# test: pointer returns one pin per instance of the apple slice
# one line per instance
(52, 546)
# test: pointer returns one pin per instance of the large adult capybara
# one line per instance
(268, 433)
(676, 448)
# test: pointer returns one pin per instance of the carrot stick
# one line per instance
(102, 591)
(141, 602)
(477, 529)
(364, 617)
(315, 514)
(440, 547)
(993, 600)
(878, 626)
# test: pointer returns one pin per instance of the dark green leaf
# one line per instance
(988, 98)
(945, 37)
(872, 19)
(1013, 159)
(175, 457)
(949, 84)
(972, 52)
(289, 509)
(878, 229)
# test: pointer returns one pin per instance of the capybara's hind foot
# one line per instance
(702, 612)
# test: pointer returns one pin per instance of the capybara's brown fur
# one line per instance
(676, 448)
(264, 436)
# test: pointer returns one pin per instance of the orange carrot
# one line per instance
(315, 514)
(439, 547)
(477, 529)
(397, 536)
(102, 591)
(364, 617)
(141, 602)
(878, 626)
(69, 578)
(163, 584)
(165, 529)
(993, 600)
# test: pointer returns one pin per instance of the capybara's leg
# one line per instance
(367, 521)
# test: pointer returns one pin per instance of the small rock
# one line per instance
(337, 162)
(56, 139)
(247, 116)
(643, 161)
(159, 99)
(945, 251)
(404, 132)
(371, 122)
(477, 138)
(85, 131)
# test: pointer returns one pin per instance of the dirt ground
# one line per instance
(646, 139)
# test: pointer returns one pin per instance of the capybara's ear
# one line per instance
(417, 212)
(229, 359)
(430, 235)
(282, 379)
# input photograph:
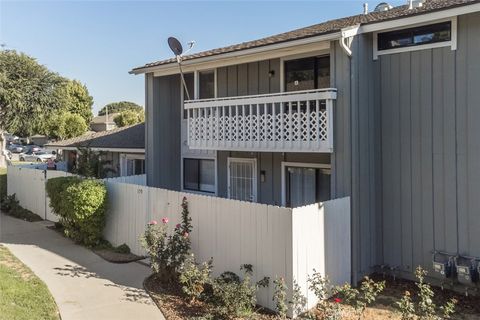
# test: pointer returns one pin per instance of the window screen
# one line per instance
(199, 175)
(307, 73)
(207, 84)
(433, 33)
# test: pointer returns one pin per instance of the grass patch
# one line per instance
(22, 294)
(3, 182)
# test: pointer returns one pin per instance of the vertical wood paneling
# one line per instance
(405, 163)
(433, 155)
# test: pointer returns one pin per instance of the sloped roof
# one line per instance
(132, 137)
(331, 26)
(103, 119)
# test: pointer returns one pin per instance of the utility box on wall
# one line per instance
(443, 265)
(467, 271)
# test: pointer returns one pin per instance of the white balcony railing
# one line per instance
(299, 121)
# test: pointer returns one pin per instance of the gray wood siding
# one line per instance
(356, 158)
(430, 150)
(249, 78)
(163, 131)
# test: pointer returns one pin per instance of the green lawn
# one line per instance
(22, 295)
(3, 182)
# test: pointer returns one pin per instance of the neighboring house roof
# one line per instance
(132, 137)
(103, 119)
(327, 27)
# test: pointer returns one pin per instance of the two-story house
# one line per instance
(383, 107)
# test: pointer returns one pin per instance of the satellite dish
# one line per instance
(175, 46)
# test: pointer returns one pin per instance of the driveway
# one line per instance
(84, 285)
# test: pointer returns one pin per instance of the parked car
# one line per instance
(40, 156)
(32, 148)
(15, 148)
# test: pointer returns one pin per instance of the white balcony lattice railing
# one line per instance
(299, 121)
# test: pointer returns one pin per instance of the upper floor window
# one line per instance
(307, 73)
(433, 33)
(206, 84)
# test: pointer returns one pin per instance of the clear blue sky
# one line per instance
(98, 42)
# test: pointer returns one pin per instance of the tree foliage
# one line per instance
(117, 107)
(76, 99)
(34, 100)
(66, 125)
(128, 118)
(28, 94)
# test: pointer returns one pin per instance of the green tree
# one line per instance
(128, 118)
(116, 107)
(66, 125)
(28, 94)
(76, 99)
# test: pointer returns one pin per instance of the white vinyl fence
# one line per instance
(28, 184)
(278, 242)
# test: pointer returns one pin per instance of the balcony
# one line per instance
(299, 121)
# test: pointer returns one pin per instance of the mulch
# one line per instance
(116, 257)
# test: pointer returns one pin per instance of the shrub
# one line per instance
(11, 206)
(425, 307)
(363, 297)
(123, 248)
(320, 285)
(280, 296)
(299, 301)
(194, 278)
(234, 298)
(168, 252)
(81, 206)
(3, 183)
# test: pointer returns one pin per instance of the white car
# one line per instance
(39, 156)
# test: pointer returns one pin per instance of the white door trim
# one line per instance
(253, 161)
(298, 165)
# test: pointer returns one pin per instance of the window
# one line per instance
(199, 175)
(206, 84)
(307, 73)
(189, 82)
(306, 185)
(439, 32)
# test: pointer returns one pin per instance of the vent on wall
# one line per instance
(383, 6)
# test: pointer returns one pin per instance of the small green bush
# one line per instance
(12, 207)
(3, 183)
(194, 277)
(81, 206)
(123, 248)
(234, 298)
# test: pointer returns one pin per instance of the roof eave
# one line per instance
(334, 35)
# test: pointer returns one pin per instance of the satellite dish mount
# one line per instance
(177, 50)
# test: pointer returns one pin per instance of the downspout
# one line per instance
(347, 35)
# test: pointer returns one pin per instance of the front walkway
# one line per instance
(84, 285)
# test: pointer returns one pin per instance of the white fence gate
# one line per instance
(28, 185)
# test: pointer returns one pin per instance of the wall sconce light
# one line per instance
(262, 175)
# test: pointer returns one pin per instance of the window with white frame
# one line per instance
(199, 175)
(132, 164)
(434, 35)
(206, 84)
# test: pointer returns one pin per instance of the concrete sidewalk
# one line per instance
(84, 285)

____

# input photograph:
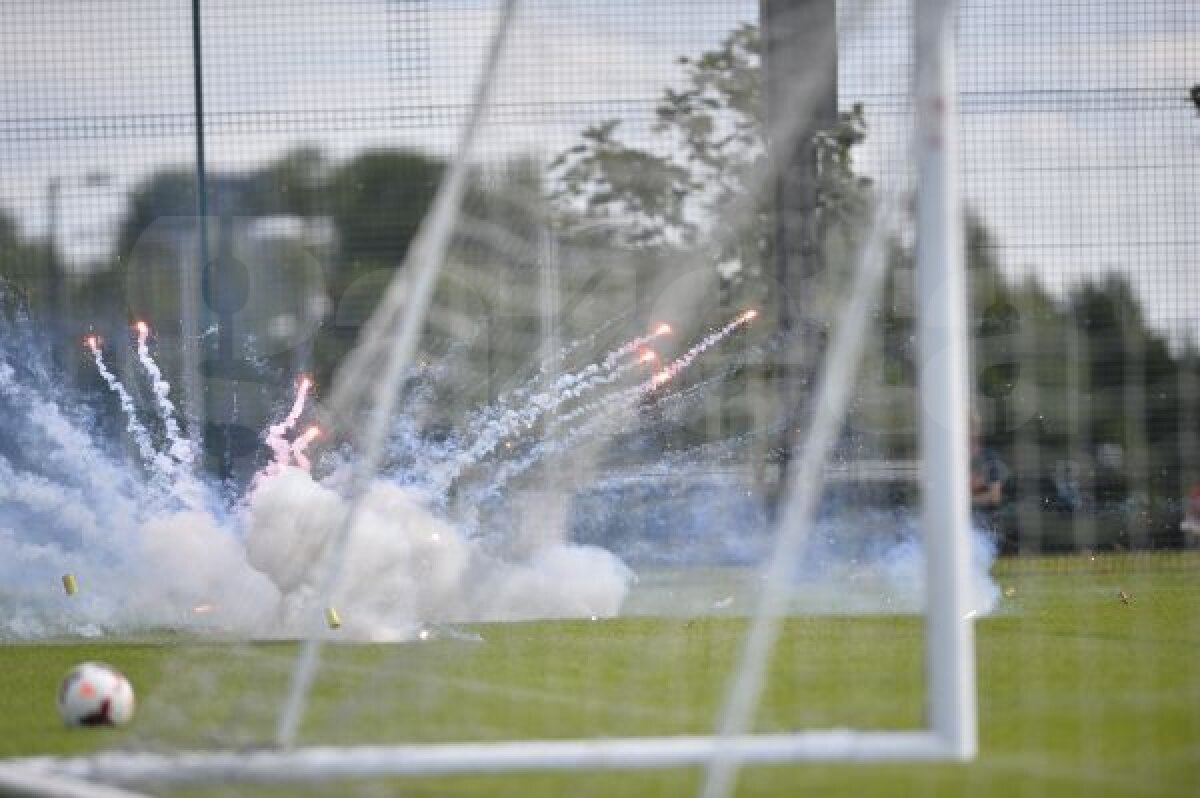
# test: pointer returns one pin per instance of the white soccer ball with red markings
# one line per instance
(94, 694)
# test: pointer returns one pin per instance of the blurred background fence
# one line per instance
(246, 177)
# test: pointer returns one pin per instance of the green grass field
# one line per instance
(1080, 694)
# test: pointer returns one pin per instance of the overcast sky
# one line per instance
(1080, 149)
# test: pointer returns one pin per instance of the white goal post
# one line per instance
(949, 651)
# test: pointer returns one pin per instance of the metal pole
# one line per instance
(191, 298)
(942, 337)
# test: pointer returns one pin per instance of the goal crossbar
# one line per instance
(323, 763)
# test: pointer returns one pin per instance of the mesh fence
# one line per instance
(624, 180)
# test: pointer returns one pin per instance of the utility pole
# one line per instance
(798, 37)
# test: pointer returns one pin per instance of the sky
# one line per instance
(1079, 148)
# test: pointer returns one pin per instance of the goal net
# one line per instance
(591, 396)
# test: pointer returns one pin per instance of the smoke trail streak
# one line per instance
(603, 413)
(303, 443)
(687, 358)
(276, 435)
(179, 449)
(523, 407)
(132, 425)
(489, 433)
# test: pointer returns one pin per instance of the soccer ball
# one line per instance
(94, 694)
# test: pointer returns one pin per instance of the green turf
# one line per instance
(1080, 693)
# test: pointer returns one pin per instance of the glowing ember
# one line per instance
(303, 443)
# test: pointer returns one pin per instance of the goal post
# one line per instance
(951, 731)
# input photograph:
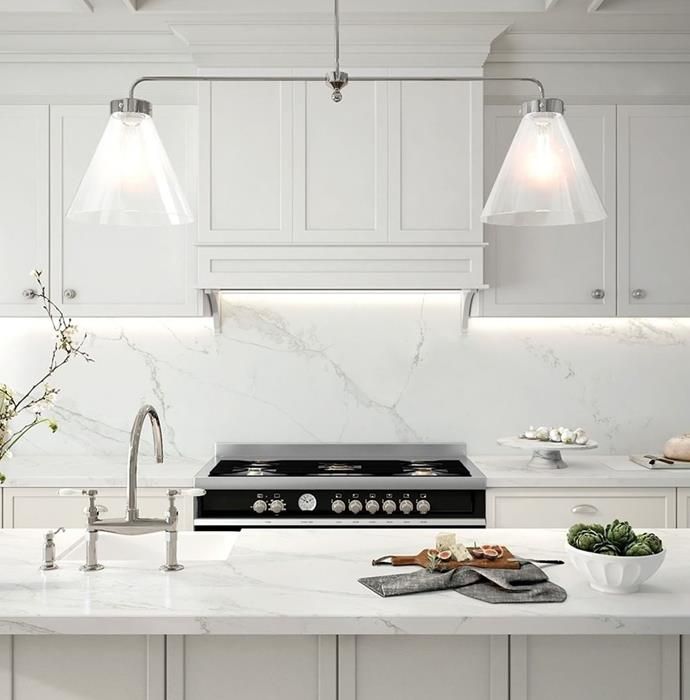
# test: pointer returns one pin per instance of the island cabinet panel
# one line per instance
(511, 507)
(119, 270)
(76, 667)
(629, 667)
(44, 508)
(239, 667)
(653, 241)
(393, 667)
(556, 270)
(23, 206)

____

Exercise details
Which lines in the listing above contain the word "ball"? Pull out each of those lines in full, matching case exactly.

Result of this task
# test: pointer returns one pin per instance of the white soccer ball with red markings
# test: pointer returns one pin per instance of the soccer ball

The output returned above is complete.